▶ Dataset extract:

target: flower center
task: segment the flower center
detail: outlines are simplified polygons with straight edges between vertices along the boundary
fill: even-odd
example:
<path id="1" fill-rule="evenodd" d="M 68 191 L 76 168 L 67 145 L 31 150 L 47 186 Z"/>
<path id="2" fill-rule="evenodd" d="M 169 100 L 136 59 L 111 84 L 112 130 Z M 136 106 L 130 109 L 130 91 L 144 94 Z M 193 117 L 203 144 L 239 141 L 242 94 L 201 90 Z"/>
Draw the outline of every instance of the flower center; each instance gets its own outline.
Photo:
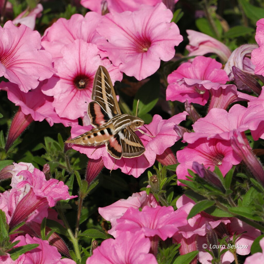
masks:
<path id="1" fill-rule="evenodd" d="M 90 82 L 90 78 L 86 75 L 83 74 L 76 76 L 73 80 L 75 87 L 79 90 L 82 90 L 88 87 Z"/>

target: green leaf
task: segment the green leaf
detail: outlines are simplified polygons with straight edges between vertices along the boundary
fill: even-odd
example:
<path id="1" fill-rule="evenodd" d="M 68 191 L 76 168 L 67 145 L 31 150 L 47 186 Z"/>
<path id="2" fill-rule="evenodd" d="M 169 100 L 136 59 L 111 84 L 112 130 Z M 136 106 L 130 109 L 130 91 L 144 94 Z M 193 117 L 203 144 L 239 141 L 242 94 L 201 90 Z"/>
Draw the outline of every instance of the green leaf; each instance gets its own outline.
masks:
<path id="1" fill-rule="evenodd" d="M 173 165 L 168 165 L 168 166 L 166 166 L 166 168 L 167 169 L 169 169 L 170 171 L 175 172 L 176 170 L 176 168 L 177 168 L 177 166 L 178 165 L 179 165 L 179 163 L 177 164 L 173 164 Z"/>
<path id="2" fill-rule="evenodd" d="M 253 211 L 251 207 L 240 206 L 239 207 L 232 207 L 229 208 L 229 211 L 234 214 L 241 215 L 252 220 L 256 221 L 263 221 L 262 217 L 256 214 Z"/>
<path id="3" fill-rule="evenodd" d="M 13 248 L 8 251 L 8 253 L 10 254 L 10 257 L 13 260 L 15 261 L 21 255 L 36 248 L 39 245 L 39 244 L 30 244 L 21 247 Z"/>
<path id="4" fill-rule="evenodd" d="M 173 264 L 188 264 L 199 253 L 198 250 L 193 251 L 185 255 L 179 256 L 174 261 Z"/>
<path id="5" fill-rule="evenodd" d="M 218 20 L 214 21 L 215 25 L 219 32 L 221 33 L 223 29 L 221 23 Z M 199 30 L 203 33 L 213 37 L 215 39 L 217 38 L 217 36 L 214 31 L 213 30 L 208 20 L 205 17 L 199 18 L 195 20 L 195 25 Z"/>
<path id="6" fill-rule="evenodd" d="M 11 159 L 6 159 L 0 161 L 0 171 L 8 165 L 11 165 L 14 161 Z"/>
<path id="7" fill-rule="evenodd" d="M 247 34 L 251 34 L 254 32 L 255 31 L 255 30 L 252 27 L 248 27 L 243 26 L 237 26 L 231 27 L 228 31 L 225 32 L 224 36 L 225 37 L 233 39 L 244 36 Z"/>
<path id="8" fill-rule="evenodd" d="M 105 239 L 106 238 L 106 236 L 103 233 L 94 228 L 87 229 L 82 233 L 80 235 L 91 238 Z"/>
<path id="9" fill-rule="evenodd" d="M 254 254 L 257 252 L 262 252 L 262 249 L 260 245 L 260 241 L 264 237 L 264 235 L 261 235 L 256 238 L 251 245 L 250 252 L 251 254 Z"/>
<path id="10" fill-rule="evenodd" d="M 193 217 L 201 211 L 203 211 L 208 208 L 212 206 L 215 203 L 214 201 L 204 200 L 195 204 L 191 209 L 187 217 L 187 220 Z"/>
<path id="11" fill-rule="evenodd" d="M 155 75 L 139 89 L 133 103 L 133 111 L 135 115 L 139 99 L 138 115 L 139 117 L 148 113 L 154 107 L 159 97 L 159 78 Z"/>
<path id="12" fill-rule="evenodd" d="M 238 0 L 241 6 L 243 8 L 246 16 L 251 19 L 252 22 L 256 22 L 263 17 L 264 9 L 251 4 L 246 0 Z"/>
<path id="13" fill-rule="evenodd" d="M 173 13 L 173 17 L 171 22 L 177 23 L 181 18 L 184 13 L 183 12 L 182 12 L 182 10 L 180 8 L 177 9 Z"/>

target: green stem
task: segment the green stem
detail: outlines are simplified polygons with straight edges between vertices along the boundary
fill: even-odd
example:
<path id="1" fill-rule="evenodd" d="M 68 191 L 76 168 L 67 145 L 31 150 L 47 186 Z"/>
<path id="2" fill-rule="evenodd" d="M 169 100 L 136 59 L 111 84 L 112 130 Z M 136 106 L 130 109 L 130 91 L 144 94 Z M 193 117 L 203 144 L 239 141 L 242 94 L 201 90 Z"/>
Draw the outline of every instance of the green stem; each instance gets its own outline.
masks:
<path id="1" fill-rule="evenodd" d="M 80 196 L 79 204 L 78 205 L 78 213 L 77 214 L 77 219 L 76 221 L 76 228 L 75 228 L 75 238 L 77 238 L 79 232 L 79 225 L 80 224 L 80 218 L 81 216 L 81 212 L 82 206 L 83 201 L 83 199 L 82 196 Z"/>
<path id="2" fill-rule="evenodd" d="M 79 247 L 78 244 L 78 240 L 77 238 L 74 237 L 73 234 L 70 229 L 68 221 L 67 221 L 67 219 L 64 215 L 64 214 L 63 211 L 60 203 L 59 201 L 58 202 L 56 208 L 60 216 L 62 219 L 63 221 L 67 232 L 69 234 L 69 239 L 72 243 L 73 248 L 74 249 L 74 252 L 76 256 L 78 259 L 79 260 L 79 262 L 80 262 L 82 260 L 82 257 L 81 257 L 81 253 L 79 250 Z"/>
<path id="3" fill-rule="evenodd" d="M 222 209 L 223 211 L 226 212 L 232 215 L 234 217 L 236 217 L 238 219 L 239 219 L 239 220 L 241 220 L 242 221 L 243 221 L 243 222 L 244 222 L 245 223 L 248 224 L 250 225 L 255 227 L 257 229 L 259 229 L 261 232 L 264 232 L 264 227 L 263 225 L 256 223 L 253 220 L 251 220 L 250 219 L 249 219 L 244 216 L 241 216 L 241 215 L 238 215 L 232 212 L 230 212 L 227 207 L 223 205 L 219 202 L 217 201 L 216 202 L 216 204 L 217 206 Z"/>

▶ Given exercise: Could you arrange all of the records above as a two-column CSV with the columns instruction and mask_paths, with one row per record holding its text and its answer, each in a single quoted field with line breaks replaced by spaces? Leave out the pictures.

▶ Answer below:
instruction,mask_paths
"target: flower center task: segment the flower center detail: outlines are simplified polygons with straight edges between vertices along the boundary fill: even-odd example: <path id=""1"" fill-rule=""evenodd"" d=""M 68 191 L 76 168 L 67 145 L 31 150 L 47 186 Z""/> <path id=""2"" fill-rule=""evenodd"" d=""M 169 100 L 136 59 L 111 84 L 112 130 Z M 136 106 L 130 109 L 130 91 L 144 94 Z M 193 117 L 203 144 L 239 141 L 242 94 L 201 90 Z""/> Draw the outline of every instance of the flower center; each instance gets its own outline. Photo: masks:","<path id=""1"" fill-rule=""evenodd"" d=""M 90 82 L 90 78 L 86 75 L 83 74 L 76 76 L 73 80 L 75 87 L 79 90 L 82 90 L 88 87 Z""/>"
"target: green leaf task: segment the green leaf detail: outlines are simplified polygons with straight edges between vertices along the boundary fill: even-odd example: <path id=""1"" fill-rule=""evenodd"" d=""M 68 191 L 76 168 L 67 145 L 31 150 L 47 186 Z""/> <path id=""2"" fill-rule=""evenodd"" d=""M 169 100 L 136 59 L 111 84 L 112 130 Z M 136 106 L 130 109 L 130 91 L 144 94 Z M 193 117 L 203 144 L 239 141 L 242 94 L 201 90 Z""/> Draw the outline of every instance of the green leaf; each instance gets its own outline. masks:","<path id=""1"" fill-rule=""evenodd"" d=""M 173 165 L 168 165 L 168 166 L 166 166 L 166 168 L 167 169 L 169 169 L 170 171 L 175 172 L 176 170 L 176 168 L 177 168 L 177 166 L 178 165 L 179 165 L 179 163 L 177 164 L 173 164 Z""/> <path id=""2"" fill-rule=""evenodd"" d=""M 253 211 L 251 207 L 240 206 L 239 207 L 232 207 L 229 208 L 229 211 L 234 214 L 241 215 L 252 220 L 256 221 L 263 221 L 262 217 L 256 214 Z""/> <path id=""3"" fill-rule=""evenodd"" d=""M 13 248 L 8 251 L 8 253 L 10 254 L 10 257 L 13 260 L 15 261 L 21 255 L 36 248 L 39 245 L 39 244 L 30 244 L 21 247 Z""/> <path id=""4"" fill-rule=""evenodd"" d=""M 173 264 L 188 264 L 199 253 L 198 250 L 193 251 L 185 255 L 179 256 L 174 261 Z""/> <path id=""5"" fill-rule=""evenodd"" d=""M 218 20 L 214 21 L 215 25 L 219 32 L 221 33 L 223 29 L 221 23 Z M 199 30 L 203 33 L 213 37 L 215 39 L 217 38 L 217 36 L 214 31 L 213 30 L 208 20 L 205 17 L 199 18 L 195 20 L 195 25 Z""/> <path id=""6"" fill-rule=""evenodd"" d=""M 11 159 L 6 159 L 0 161 L 0 171 L 8 165 L 11 165 L 14 161 Z""/> <path id=""7"" fill-rule=""evenodd"" d=""M 247 34 L 251 34 L 254 32 L 255 31 L 255 30 L 252 27 L 248 27 L 243 26 L 237 26 L 231 27 L 228 31 L 225 32 L 224 36 L 225 37 L 233 39 L 244 36 Z""/> <path id=""8"" fill-rule=""evenodd"" d=""M 105 239 L 106 238 L 106 236 L 103 233 L 94 228 L 87 229 L 82 233 L 80 235 L 91 238 Z""/> <path id=""9"" fill-rule=""evenodd"" d=""M 254 254 L 257 252 L 262 252 L 262 249 L 260 245 L 260 241 L 264 237 L 264 235 L 261 235 L 256 238 L 251 245 L 250 252 L 251 254 Z""/> <path id=""10"" fill-rule=""evenodd"" d=""M 193 217 L 201 211 L 203 211 L 208 208 L 212 206 L 215 203 L 214 201 L 204 200 L 195 204 L 191 209 L 187 217 L 187 220 Z""/> <path id=""11"" fill-rule=""evenodd"" d=""M 155 75 L 139 89 L 133 103 L 133 111 L 135 115 L 139 99 L 138 115 L 139 117 L 148 113 L 154 107 L 159 97 L 159 78 Z""/> <path id=""12"" fill-rule=""evenodd"" d=""M 238 0 L 241 6 L 243 8 L 246 16 L 251 19 L 252 22 L 256 22 L 263 17 L 264 9 L 251 4 L 246 0 Z""/> <path id=""13"" fill-rule=""evenodd"" d=""M 173 13 L 173 17 L 171 22 L 177 23 L 181 18 L 184 13 L 183 12 L 182 12 L 182 10 L 180 8 L 177 9 Z""/>"
"target: green stem task: segment the green stem detail: outlines are simplified polygons with straight edges between vertices along the boundary fill: even-odd example: <path id=""1"" fill-rule=""evenodd"" d=""M 68 191 L 76 168 L 67 145 L 31 150 L 47 186 Z""/> <path id=""2"" fill-rule=""evenodd"" d=""M 169 100 L 136 59 L 111 84 L 112 130 Z M 136 106 L 130 109 L 130 91 L 144 94 Z M 193 117 L 203 144 L 239 141 L 242 94 L 201 90 Z""/> Draw the outline of every instance of the green stem; each instance gets its own outline. masks:","<path id=""1"" fill-rule=""evenodd"" d=""M 80 196 L 79 204 L 78 205 L 78 213 L 77 214 L 77 219 L 76 221 L 76 228 L 75 228 L 75 238 L 77 238 L 79 232 L 79 225 L 80 224 L 80 218 L 81 216 L 81 212 L 82 206 L 83 201 L 83 199 L 82 196 Z""/> <path id=""2"" fill-rule=""evenodd"" d=""M 79 247 L 78 244 L 78 240 L 77 238 L 74 237 L 73 234 L 70 229 L 68 221 L 67 221 L 67 219 L 64 215 L 64 214 L 63 211 L 60 203 L 59 201 L 58 202 L 56 208 L 60 216 L 62 219 L 63 221 L 67 232 L 69 234 L 69 239 L 72 243 L 73 248 L 74 249 L 74 252 L 76 256 L 78 259 L 79 260 L 79 262 L 80 262 L 82 260 L 82 257 L 81 257 L 81 253 L 79 250 Z""/> <path id=""3"" fill-rule=""evenodd"" d=""M 222 209 L 223 211 L 226 212 L 232 215 L 234 217 L 236 217 L 238 219 L 239 219 L 239 220 L 241 220 L 242 221 L 243 221 L 243 222 L 244 222 L 245 223 L 248 224 L 250 225 L 255 227 L 257 229 L 259 229 L 261 232 L 264 232 L 264 227 L 263 225 L 256 223 L 253 220 L 251 220 L 250 219 L 249 219 L 244 216 L 241 216 L 241 215 L 238 215 L 232 212 L 230 212 L 227 207 L 223 205 L 219 202 L 217 201 L 216 202 L 216 204 L 217 206 Z""/>"